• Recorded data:
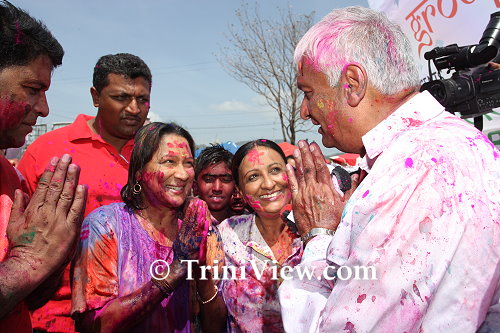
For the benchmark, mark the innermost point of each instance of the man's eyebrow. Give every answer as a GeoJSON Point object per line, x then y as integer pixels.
{"type": "Point", "coordinates": [217, 175]}
{"type": "Point", "coordinates": [39, 83]}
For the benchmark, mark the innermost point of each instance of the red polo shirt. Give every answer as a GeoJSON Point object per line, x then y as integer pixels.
{"type": "Point", "coordinates": [19, 319]}
{"type": "Point", "coordinates": [103, 170]}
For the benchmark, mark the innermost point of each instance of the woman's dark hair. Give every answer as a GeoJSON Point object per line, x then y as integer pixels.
{"type": "Point", "coordinates": [146, 143]}
{"type": "Point", "coordinates": [245, 149]}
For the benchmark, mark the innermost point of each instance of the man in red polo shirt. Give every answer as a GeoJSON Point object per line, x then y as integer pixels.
{"type": "Point", "coordinates": [36, 240]}
{"type": "Point", "coordinates": [102, 146]}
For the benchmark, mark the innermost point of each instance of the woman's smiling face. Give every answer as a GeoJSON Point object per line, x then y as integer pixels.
{"type": "Point", "coordinates": [263, 181]}
{"type": "Point", "coordinates": [167, 179]}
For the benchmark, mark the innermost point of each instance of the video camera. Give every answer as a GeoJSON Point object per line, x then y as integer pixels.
{"type": "Point", "coordinates": [471, 93]}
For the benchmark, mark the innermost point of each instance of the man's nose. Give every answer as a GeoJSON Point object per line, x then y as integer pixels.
{"type": "Point", "coordinates": [41, 107]}
{"type": "Point", "coordinates": [217, 185]}
{"type": "Point", "coordinates": [133, 106]}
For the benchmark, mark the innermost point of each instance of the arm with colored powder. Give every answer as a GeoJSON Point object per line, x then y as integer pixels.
{"type": "Point", "coordinates": [43, 233]}
{"type": "Point", "coordinates": [214, 312]}
{"type": "Point", "coordinates": [41, 295]}
{"type": "Point", "coordinates": [124, 313]}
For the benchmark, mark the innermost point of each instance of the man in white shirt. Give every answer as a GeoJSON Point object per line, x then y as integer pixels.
{"type": "Point", "coordinates": [426, 216]}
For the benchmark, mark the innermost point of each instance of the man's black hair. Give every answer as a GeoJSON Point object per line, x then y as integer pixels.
{"type": "Point", "coordinates": [213, 155]}
{"type": "Point", "coordinates": [125, 64]}
{"type": "Point", "coordinates": [24, 38]}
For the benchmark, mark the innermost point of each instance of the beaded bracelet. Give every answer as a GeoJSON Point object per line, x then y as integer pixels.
{"type": "Point", "coordinates": [163, 285]}
{"type": "Point", "coordinates": [211, 298]}
{"type": "Point", "coordinates": [316, 231]}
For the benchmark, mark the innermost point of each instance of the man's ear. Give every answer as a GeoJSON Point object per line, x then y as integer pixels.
{"type": "Point", "coordinates": [95, 96]}
{"type": "Point", "coordinates": [196, 191]}
{"type": "Point", "coordinates": [355, 83]}
{"type": "Point", "coordinates": [138, 176]}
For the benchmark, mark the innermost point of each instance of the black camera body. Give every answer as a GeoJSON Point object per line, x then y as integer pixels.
{"type": "Point", "coordinates": [471, 93]}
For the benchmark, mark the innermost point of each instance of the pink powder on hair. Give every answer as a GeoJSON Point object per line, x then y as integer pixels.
{"type": "Point", "coordinates": [254, 156]}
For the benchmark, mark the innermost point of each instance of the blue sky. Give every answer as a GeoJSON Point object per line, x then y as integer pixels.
{"type": "Point", "coordinates": [178, 40]}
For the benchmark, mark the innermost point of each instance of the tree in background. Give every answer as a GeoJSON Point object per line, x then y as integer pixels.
{"type": "Point", "coordinates": [260, 55]}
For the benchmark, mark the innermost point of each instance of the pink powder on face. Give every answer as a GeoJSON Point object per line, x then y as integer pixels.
{"type": "Point", "coordinates": [361, 298]}
{"type": "Point", "coordinates": [12, 113]}
{"type": "Point", "coordinates": [255, 204]}
{"type": "Point", "coordinates": [254, 157]}
{"type": "Point", "coordinates": [285, 177]}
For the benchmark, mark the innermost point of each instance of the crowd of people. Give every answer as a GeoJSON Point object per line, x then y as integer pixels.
{"type": "Point", "coordinates": [91, 206]}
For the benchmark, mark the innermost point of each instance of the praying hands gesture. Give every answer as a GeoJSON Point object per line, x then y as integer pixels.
{"type": "Point", "coordinates": [316, 203]}
{"type": "Point", "coordinates": [43, 232]}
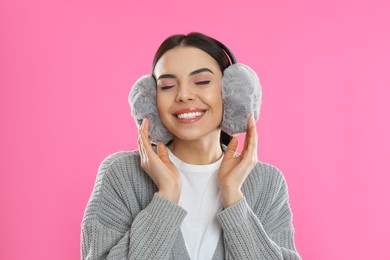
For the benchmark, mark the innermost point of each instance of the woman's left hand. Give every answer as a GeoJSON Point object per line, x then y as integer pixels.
{"type": "Point", "coordinates": [234, 170]}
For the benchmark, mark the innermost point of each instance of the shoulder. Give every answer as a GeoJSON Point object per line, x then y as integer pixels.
{"type": "Point", "coordinates": [265, 183]}
{"type": "Point", "coordinates": [268, 172]}
{"type": "Point", "coordinates": [117, 168]}
{"type": "Point", "coordinates": [119, 158]}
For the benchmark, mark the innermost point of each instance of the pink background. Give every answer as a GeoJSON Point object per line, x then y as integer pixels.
{"type": "Point", "coordinates": [67, 68]}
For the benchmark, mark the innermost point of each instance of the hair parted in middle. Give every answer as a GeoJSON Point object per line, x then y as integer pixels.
{"type": "Point", "coordinates": [241, 89]}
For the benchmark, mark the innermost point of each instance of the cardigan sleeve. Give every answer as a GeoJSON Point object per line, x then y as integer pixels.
{"type": "Point", "coordinates": [110, 231]}
{"type": "Point", "coordinates": [271, 238]}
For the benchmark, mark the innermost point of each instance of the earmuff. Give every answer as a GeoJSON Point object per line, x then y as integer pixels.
{"type": "Point", "coordinates": [241, 96]}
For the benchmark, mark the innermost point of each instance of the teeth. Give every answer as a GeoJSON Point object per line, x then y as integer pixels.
{"type": "Point", "coordinates": [190, 115]}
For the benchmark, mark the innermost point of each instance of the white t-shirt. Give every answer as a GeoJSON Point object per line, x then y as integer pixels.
{"type": "Point", "coordinates": [200, 197]}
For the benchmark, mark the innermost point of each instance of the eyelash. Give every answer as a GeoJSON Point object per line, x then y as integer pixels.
{"type": "Point", "coordinates": [166, 87]}
{"type": "Point", "coordinates": [204, 82]}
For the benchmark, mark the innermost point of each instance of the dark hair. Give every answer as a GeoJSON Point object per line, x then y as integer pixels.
{"type": "Point", "coordinates": [200, 41]}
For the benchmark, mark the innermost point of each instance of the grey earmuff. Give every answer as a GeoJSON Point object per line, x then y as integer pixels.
{"type": "Point", "coordinates": [241, 96]}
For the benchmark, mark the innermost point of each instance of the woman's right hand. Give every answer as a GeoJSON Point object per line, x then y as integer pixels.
{"type": "Point", "coordinates": [158, 166]}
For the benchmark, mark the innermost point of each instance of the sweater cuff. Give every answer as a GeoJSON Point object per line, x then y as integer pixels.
{"type": "Point", "coordinates": [234, 215]}
{"type": "Point", "coordinates": [165, 210]}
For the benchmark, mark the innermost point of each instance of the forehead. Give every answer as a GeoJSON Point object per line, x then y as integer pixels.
{"type": "Point", "coordinates": [184, 60]}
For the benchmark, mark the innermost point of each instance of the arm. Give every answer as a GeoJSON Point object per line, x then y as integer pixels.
{"type": "Point", "coordinates": [272, 237]}
{"type": "Point", "coordinates": [112, 230]}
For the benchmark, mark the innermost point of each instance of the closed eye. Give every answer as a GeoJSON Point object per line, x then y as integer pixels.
{"type": "Point", "coordinates": [205, 82]}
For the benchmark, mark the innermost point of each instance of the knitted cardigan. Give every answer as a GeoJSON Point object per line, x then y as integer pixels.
{"type": "Point", "coordinates": [126, 219]}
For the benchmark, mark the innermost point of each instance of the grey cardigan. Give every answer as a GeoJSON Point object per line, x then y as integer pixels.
{"type": "Point", "coordinates": [126, 219]}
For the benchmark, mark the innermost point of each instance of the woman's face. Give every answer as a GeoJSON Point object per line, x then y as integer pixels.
{"type": "Point", "coordinates": [189, 97]}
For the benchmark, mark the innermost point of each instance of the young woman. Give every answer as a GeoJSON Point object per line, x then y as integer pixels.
{"type": "Point", "coordinates": [191, 197]}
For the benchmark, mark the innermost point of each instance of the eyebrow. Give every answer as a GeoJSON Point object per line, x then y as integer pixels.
{"type": "Point", "coordinates": [165, 76]}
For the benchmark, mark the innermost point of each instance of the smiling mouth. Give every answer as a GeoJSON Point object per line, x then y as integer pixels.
{"type": "Point", "coordinates": [190, 115]}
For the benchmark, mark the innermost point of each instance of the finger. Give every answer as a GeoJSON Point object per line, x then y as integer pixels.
{"type": "Point", "coordinates": [251, 136]}
{"type": "Point", "coordinates": [162, 152]}
{"type": "Point", "coordinates": [232, 148]}
{"type": "Point", "coordinates": [141, 150]}
{"type": "Point", "coordinates": [145, 126]}
{"type": "Point", "coordinates": [250, 123]}
{"type": "Point", "coordinates": [145, 142]}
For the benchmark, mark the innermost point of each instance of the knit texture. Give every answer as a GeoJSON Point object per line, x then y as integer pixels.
{"type": "Point", "coordinates": [126, 219]}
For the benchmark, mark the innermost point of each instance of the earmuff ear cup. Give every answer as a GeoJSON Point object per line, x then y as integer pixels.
{"type": "Point", "coordinates": [241, 96]}
{"type": "Point", "coordinates": [143, 103]}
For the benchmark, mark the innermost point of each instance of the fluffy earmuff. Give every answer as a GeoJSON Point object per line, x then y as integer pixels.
{"type": "Point", "coordinates": [143, 103]}
{"type": "Point", "coordinates": [241, 96]}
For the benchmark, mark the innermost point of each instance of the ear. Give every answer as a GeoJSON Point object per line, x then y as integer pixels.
{"type": "Point", "coordinates": [143, 104]}
{"type": "Point", "coordinates": [241, 96]}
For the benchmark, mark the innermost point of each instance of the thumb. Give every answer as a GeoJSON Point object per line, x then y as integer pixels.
{"type": "Point", "coordinates": [163, 153]}
{"type": "Point", "coordinates": [232, 148]}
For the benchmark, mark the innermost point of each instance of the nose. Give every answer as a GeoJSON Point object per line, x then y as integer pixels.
{"type": "Point", "coordinates": [185, 94]}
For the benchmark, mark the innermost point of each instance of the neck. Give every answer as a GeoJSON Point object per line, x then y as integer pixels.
{"type": "Point", "coordinates": [200, 152]}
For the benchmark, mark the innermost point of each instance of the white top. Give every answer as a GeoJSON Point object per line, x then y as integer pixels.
{"type": "Point", "coordinates": [200, 197]}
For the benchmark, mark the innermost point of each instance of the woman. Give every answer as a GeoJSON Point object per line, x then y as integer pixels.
{"type": "Point", "coordinates": [189, 197]}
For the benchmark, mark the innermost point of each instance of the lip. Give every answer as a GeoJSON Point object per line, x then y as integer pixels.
{"type": "Point", "coordinates": [189, 110]}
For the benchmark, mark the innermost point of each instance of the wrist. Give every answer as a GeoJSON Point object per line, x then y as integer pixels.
{"type": "Point", "coordinates": [230, 197]}
{"type": "Point", "coordinates": [171, 194]}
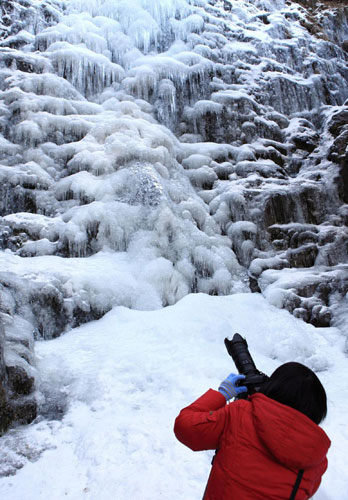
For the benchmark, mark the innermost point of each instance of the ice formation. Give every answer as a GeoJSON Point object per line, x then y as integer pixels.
{"type": "Point", "coordinates": [150, 149]}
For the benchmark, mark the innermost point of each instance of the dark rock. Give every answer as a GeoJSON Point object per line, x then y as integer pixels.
{"type": "Point", "coordinates": [303, 257]}
{"type": "Point", "coordinates": [19, 381]}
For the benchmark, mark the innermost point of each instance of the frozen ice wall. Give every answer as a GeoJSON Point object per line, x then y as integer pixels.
{"type": "Point", "coordinates": [149, 149]}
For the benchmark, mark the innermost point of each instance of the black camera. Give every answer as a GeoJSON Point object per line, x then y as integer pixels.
{"type": "Point", "coordinates": [237, 348]}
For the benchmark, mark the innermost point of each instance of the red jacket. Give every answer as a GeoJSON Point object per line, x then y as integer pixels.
{"type": "Point", "coordinates": [262, 444]}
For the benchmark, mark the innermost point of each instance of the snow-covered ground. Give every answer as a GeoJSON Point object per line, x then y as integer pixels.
{"type": "Point", "coordinates": [122, 380]}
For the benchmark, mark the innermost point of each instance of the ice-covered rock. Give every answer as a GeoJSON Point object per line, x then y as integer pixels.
{"type": "Point", "coordinates": [166, 147]}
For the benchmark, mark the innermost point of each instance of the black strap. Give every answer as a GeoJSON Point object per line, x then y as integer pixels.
{"type": "Point", "coordinates": [296, 485]}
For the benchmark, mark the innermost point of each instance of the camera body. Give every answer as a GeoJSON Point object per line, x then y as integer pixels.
{"type": "Point", "coordinates": [237, 348]}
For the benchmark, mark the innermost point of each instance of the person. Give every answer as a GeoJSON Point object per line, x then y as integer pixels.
{"type": "Point", "coordinates": [264, 444]}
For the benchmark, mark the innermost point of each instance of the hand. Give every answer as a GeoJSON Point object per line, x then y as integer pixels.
{"type": "Point", "coordinates": [228, 387]}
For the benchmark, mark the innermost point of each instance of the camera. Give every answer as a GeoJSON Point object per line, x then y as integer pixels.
{"type": "Point", "coordinates": [237, 348]}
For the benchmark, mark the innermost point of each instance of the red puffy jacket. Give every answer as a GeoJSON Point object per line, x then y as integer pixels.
{"type": "Point", "coordinates": [262, 444]}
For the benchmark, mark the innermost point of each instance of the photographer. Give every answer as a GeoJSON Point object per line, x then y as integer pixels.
{"type": "Point", "coordinates": [269, 446]}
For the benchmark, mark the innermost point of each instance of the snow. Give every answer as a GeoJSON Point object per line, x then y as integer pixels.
{"type": "Point", "coordinates": [123, 379]}
{"type": "Point", "coordinates": [130, 219]}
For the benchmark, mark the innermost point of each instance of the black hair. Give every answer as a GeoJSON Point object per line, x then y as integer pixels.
{"type": "Point", "coordinates": [295, 385]}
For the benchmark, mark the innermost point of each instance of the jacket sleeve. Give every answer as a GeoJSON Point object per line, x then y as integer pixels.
{"type": "Point", "coordinates": [200, 425]}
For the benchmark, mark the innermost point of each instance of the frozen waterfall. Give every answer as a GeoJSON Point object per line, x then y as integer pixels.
{"type": "Point", "coordinates": [150, 149]}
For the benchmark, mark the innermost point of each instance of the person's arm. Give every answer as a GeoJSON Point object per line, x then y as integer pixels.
{"type": "Point", "coordinates": [200, 425]}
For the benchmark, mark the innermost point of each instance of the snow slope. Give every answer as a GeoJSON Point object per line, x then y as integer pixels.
{"type": "Point", "coordinates": [122, 380]}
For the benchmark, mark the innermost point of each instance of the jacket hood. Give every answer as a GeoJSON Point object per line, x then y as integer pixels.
{"type": "Point", "coordinates": [290, 436]}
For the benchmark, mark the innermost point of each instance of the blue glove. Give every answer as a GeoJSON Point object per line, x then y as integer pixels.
{"type": "Point", "coordinates": [228, 387]}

• Problem to work on: Repeat only what runs from the line holding "of the photographer." to the end of the data, keeping every line exactly as written, first and last included.

• Output of the exercise:
For the benchmark, mark the innermost point of each instance of the photographer. Give every answer as a GeoJSON Point object per line, x then y as integer pixels.
{"type": "Point", "coordinates": [269, 446]}
For the benchmark, mark the innermost point of each instance of the snow. Give every answer as a GeoJSON Point object per line, x then y as integer pixels.
{"type": "Point", "coordinates": [123, 379]}
{"type": "Point", "coordinates": [130, 219]}
For the benchmark, mark the innermost point of each instance of the black hair. Give every answer as a GeoJSON Point object per line, x then y as integer pixels.
{"type": "Point", "coordinates": [295, 385]}
For the benchmark, mark the innermost point of each instance of the jacket sleeve. Give every answer as a GeoJSON Point object per line, x then y as integer pixels.
{"type": "Point", "coordinates": [200, 425]}
For the benchmark, mark the innermost point of each instance of the frozen waterfall. Give every answer as a GeoJSON Point object per line, x then y as integer pixels.
{"type": "Point", "coordinates": [150, 149]}
For the benchmark, mark the innermost point of each instance of the person's arm. Give every answer as a GeoJSON Point object per line, x then y as integer pixels.
{"type": "Point", "coordinates": [200, 425]}
For the benchmark, mark the innermost point of each instance of the snow slope. Give every answer as a GeoJSON Point object per line, x then y as integer pixels.
{"type": "Point", "coordinates": [122, 380]}
For the benchmark, mark the innermost point of each instance of the jacket hood. Give every answer as a GeoJSON Point object per line, x then y as integer pixels.
{"type": "Point", "coordinates": [290, 436]}
For the benchmark, mark the innermost point of each instance of the blue glove. Give every answer as a GeoJSON Point object per line, x then y as integer pixels.
{"type": "Point", "coordinates": [228, 387]}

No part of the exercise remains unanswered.